TEXTAUSZUG:
☆ ☆ ☆ ☆ ☆
Berlin will 2G-Entscheidung korrigieren
Bundesfamilienministerin Christine Lambrecht (SPD) hatte mit Blick auf die Berliner Entscheidung dazu aufgerufen, bei der Umsetzung der 2G-Regel Rücksicht auf Familien mit Kindern zu nehmen. Familien dürften hier nicht noch einmal zusätzlich belastet werden, sagte die SPD-Politikerin am Mittwoch in Berlin.

Die 2G-Regel soll auch die Impfbereitschaft erhöhen.
Lambrecht verwies auf Hamburg. Die Stadt habe bei ihren 2G-Regelungen vorgemacht, dass Kinder nicht ausgeschlossen würden. Sie verwies auf die Möglichkeit zusätzlicher Tests. Sie könne nachvollziehen, dass es um die Sicherheit der Gäste gehe. „Aber es geht auch darum, dass Familien, gerade da, wo die Eltern geimpft sind und die Kinder sich nicht impfen lassen können, nicht noch einmal eine zusätzliche Belastung erfahren.“ Lambrecht forderte eine „vernünftige Lösung“, die das berücksichtige.
Zuvor hatte das Deutsche Kinderhilfswerk die Berliner Entscheidung scharf kritisiert. „Kinderfeindlich und familienfeindlich“, nannte Bundesgeschäftsführer Holger Hofmann es nach Angaben der „Welt“, dass keine Ausnahmen für Kinder unter zwölf Jahren vorgesehen sind. „Wir werden überprüfen, inwieweit hier ein verfassungsrechtlicher Widerspruch besteht“, kündigte Hofmann an.
Auch die Bundesländer Sachsen, Baden-Württemberg, Thüringen, Schleswig-Holstein, Sachsen-Anhalt, Rheinland-Pfalz und Niedersachsen planen strengere Zugangsregeln für Ungeimpfte oder haben diese bereits beschlossen. So sollen in Baden-Württemberg voraussichtlich an diesem Donnerstag strengere Corona-Regeln in Kraft treten, wie Gesundheitsminister Manne Lucha (Grüne) sagte.
Damit bekommt das Land ein mehrstufiges Warnsystem, das sich nach der Intensivbettenbelegung richtet. In einer ersten Stufe hätten Ungeimpfte etwa nur noch mit einem negativen PCR-Test Zugang zu bestimmten öffentlichen Bereichen. In einem zweiten Schritt hätten Ungeimpfte keinen Zutritt mehr zu Restaurants, Kultur- und Sportveranstaltungen.
☆ ☆ ☆ ☆ ☆
VORLIEGENDE ZEILEN:
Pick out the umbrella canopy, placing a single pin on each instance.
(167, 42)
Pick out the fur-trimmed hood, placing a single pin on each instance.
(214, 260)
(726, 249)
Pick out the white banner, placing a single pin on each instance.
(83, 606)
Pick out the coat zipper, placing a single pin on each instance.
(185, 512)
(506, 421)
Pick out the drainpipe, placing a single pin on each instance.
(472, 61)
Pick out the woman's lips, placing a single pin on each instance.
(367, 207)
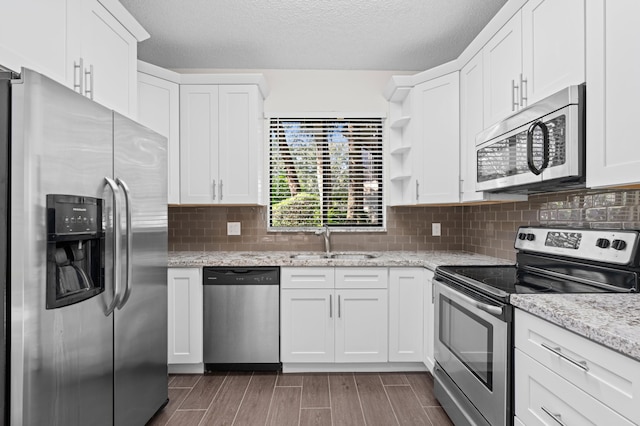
☆ ☆ ☆ ☆ ☆
JETZT DU:
Fasse den Textauszug über die 2G-Regel in zwei Sätzen zusammen. Stütze dich nur auf den Textauszug.

DEINE LÖSUNG:
Familienministerin Christine Lambrecht rief mit Blick auf die Berliner Entscheidung dazu auf, bei der 2G-Regel Rücksicht auf Familien mit Kindern zu nehmen, und verwies auf Hamburg, wo Kinder nicht ausgeschlossen würden; zuvor hatte das Deutsche Kinderhilfswerk kritisiert, dass in Berlin keine Ausnahmen für Kinder unter zwölf Jahren vorgesehen sind. Auch mehrere andere Bundesländer planen strengere Zugangsregeln für Ungeimpfte oder haben sie schon beschlossen, darunter Baden-Württemberg mit einem mehrstufigen Warnsystem, das sich nach der Belegung der Intensivbetten richtet.